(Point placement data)
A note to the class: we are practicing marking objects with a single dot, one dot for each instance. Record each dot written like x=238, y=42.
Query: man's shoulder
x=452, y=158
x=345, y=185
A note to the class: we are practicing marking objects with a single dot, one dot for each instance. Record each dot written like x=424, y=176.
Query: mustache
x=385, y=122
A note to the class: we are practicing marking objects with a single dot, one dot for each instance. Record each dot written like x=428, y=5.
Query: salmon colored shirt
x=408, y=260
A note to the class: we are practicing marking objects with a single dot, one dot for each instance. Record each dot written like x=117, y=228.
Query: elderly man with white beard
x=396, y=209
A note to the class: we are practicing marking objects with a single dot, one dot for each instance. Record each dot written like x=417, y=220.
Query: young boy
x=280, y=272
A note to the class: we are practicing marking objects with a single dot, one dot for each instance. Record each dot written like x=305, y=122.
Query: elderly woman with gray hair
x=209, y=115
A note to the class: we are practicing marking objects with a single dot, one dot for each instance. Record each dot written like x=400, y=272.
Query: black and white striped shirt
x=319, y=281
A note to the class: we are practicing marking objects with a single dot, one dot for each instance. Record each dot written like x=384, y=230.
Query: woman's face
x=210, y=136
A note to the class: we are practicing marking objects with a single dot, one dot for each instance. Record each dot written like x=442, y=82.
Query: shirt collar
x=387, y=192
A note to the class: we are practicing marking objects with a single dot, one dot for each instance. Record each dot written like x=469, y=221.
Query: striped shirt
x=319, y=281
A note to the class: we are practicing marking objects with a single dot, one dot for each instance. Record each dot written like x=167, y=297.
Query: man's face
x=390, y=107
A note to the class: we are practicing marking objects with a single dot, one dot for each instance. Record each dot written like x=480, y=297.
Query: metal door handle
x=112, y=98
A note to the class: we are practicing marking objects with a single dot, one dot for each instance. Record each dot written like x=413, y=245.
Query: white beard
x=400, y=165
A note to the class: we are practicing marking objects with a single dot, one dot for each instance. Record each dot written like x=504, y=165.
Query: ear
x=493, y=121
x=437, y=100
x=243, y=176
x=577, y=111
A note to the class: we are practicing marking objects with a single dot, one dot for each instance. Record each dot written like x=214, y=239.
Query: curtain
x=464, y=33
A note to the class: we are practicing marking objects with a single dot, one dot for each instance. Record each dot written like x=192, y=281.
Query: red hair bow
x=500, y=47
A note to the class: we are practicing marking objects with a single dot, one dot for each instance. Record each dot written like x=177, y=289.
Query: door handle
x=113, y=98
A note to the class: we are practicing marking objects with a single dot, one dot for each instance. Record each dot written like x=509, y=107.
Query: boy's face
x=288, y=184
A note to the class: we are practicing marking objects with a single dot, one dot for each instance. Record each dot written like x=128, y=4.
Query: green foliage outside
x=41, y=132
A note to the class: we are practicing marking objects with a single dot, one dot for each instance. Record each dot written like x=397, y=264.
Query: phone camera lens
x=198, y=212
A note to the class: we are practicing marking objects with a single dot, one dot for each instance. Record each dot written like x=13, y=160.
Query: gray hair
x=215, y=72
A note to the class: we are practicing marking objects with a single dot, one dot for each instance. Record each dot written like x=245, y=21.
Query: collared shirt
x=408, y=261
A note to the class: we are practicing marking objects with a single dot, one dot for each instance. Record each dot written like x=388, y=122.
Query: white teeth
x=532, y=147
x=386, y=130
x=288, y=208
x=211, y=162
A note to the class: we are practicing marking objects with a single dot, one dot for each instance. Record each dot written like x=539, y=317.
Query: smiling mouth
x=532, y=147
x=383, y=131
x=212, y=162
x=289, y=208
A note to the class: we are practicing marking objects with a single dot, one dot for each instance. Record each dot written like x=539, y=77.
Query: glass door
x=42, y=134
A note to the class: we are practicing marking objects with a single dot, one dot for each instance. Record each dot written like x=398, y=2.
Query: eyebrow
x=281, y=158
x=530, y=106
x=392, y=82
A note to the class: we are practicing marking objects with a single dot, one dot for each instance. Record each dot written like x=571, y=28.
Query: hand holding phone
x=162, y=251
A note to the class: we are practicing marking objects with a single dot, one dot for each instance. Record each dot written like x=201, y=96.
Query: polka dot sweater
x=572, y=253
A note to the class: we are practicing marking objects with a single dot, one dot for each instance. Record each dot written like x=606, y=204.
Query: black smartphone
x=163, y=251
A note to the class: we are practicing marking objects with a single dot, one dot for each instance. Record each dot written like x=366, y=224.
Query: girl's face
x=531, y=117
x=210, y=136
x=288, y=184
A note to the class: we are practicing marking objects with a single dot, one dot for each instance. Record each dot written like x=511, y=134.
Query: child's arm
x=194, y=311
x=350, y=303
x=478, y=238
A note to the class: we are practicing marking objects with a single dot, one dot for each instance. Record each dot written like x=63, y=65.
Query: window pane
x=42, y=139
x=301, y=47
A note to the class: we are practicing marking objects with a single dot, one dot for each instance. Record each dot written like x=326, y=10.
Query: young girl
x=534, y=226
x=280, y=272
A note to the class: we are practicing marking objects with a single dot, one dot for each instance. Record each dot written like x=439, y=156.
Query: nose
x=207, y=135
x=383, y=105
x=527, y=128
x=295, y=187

Exercise instructions: Retype every line of the data above word for word, with nothing altered.

Result:
A note to the class: we are practicing marking objects with a single dot, one dot for each instance. Record each dot written like x=238, y=42.
Query: man's shoulder
x=452, y=158
x=345, y=185
A note to the class: we are practicing marking objects with a single dot, one dot for each instance. Record each dot written like x=424, y=176.
Query: mustache
x=385, y=122
A note to the class: we are practicing marking objects with a single dot, one dot for each instance. Record each dot written like x=428, y=5.
Query: salmon colored shirt
x=408, y=260
A note to the class: we are practicing marking objects with a single dot, one dot for each instance. Record each dot written like x=117, y=228.
Query: elderly man with white beard
x=396, y=209
A note to the class: we are practicing marking objects with a single dot, one dot for each instance. Record each dot written like x=417, y=220.
Query: young boy
x=280, y=272
A note to the class: we are practicing marking objects with a single dot, one dot for each instance. Record each dot written like x=305, y=122.
Query: elderly woman with gray hair
x=209, y=115
A note to the class: we are practicing marking objects with a single dot, one dot for each instance. Record each dot written like x=400, y=272.
Query: black and white striped shirt
x=319, y=281
A note to the class: we are practicing marking objects with a single dot, one dot for each instance. Record each dot written like x=384, y=230.
Query: woman's face
x=210, y=136
A note to the class: we are practicing marking objects with a single dot, one dot for each instance. Record each dot written like x=442, y=82.
Query: shirt collar
x=387, y=192
A note to the class: we are practicing marking objects with a single dot, one dot for each instance. Record each dot written like x=469, y=221.
Query: striped shirt
x=319, y=281
A note to the class: we are practicing marking objects with a single dot, one dot for each instance. Record each dot written like x=167, y=297.
Query: man's face
x=390, y=107
A note to the class: we are practicing marking objects with a single dot, one dot for each instance. Record each dot written like x=480, y=297.
Query: metal door handle
x=112, y=98
A note to the class: we are practicing marking objects with a single dot, one dot for each instance. Record each dot written like x=413, y=245.
Query: white beard
x=400, y=165
A note to the class: we are practicing marking objects with a single dot, one dot for each instance. Record each dot written like x=504, y=165.
Query: ear
x=493, y=121
x=437, y=100
x=243, y=176
x=577, y=111
A note to the class: we are practicing marking objects with a single dot, one dot for each instance. Record each dot written like x=214, y=239.
Query: curtain
x=464, y=33
A note to the class: we are practicing marking objects with a single dot, one dot for each instance. Record each dot written like x=192, y=281.
Query: red hair bow
x=500, y=47
A note to the class: we are practicing marking objects with a single dot, one dot for each instance. Record each dot written like x=177, y=289.
Query: door handle
x=113, y=98
A note to the class: we are practicing marking objects with a single dot, one dot for each instance. Record each dot written like x=509, y=107.
Query: boy's face
x=288, y=184
A note to the class: we are practicing marking objects with a single dot, one dot for each instance. Record each dot written like x=128, y=4.
Query: green foliage outside
x=41, y=132
A note to the class: we are practicing marking objects with a single dot, one dot for each instance. Record each dot written like x=397, y=264.
Query: phone camera lens
x=198, y=212
A note to the class: we are practicing marking objects with a single dot, one dot for each instance. Record each dot written like x=13, y=160.
Query: gray hair
x=215, y=72
A note to the class: we are practicing marking objects with a single dot, one dot for each instance. Record each dot written like x=245, y=21.
Query: collared shirt
x=408, y=261
A note to the class: we are practicing marking objects with a single dot, one dot for each instance. Record each dot written like x=388, y=122.
Query: white teeth
x=532, y=147
x=386, y=130
x=288, y=208
x=211, y=162
A note to the class: we are practicing marking objects with a single dot, one dot for each instance. Record each dot written like x=539, y=317.
Query: smiling mouth
x=532, y=147
x=383, y=131
x=212, y=162
x=289, y=208
A note to the class: we are practicing marking objects with a single dot, one dot for each instance. Record each dot written like x=539, y=77.
Query: glass door
x=42, y=134
A note to the class: we are practicing marking objects with a single dot, one dot for each instance. Record each dot written like x=398, y=2.
Query: eyebrow
x=281, y=158
x=530, y=106
x=392, y=82
A note to the class: we are practicing marking objects with a single dot, one dot for each instance. Record each dot written like x=571, y=28.
Query: hand holding phone
x=162, y=251
A note to the class: we are practicing marking objects with a single dot, one dot for each instance. Record each dot written like x=201, y=96.
Query: polka dot sweater
x=572, y=253
A note to the class: we are practicing marking objects with a single dot, one dot for each instance. Record each dot written like x=606, y=204.
Query: black smartphone
x=163, y=251
A note to the class: we are practicing marking objects with a single dot, one dot for each instance. Record each dot written like x=366, y=224.
Query: girl's face
x=531, y=117
x=210, y=136
x=288, y=184
A note to the class: we are practicing marking objects with a single dot, one dot for each instance. Record each dot written like x=511, y=134.
Query: child's arm
x=194, y=311
x=350, y=303
x=478, y=238
A note to the class: we are practicing marking objects with a single dot, one dot for each instance. Record each dot written like x=63, y=65.
Query: window pane
x=42, y=139
x=301, y=47
A note to the class: we are practicing marking objects with a single dot, one dot for each instance. Record each dot written like x=326, y=10.
Query: young girl
x=534, y=226
x=280, y=272
A note to the class: we are practicing marking objects with a single dot, one dot for each instance. Record each dot written like x=439, y=156.
Query: nose
x=207, y=135
x=383, y=105
x=527, y=128
x=295, y=187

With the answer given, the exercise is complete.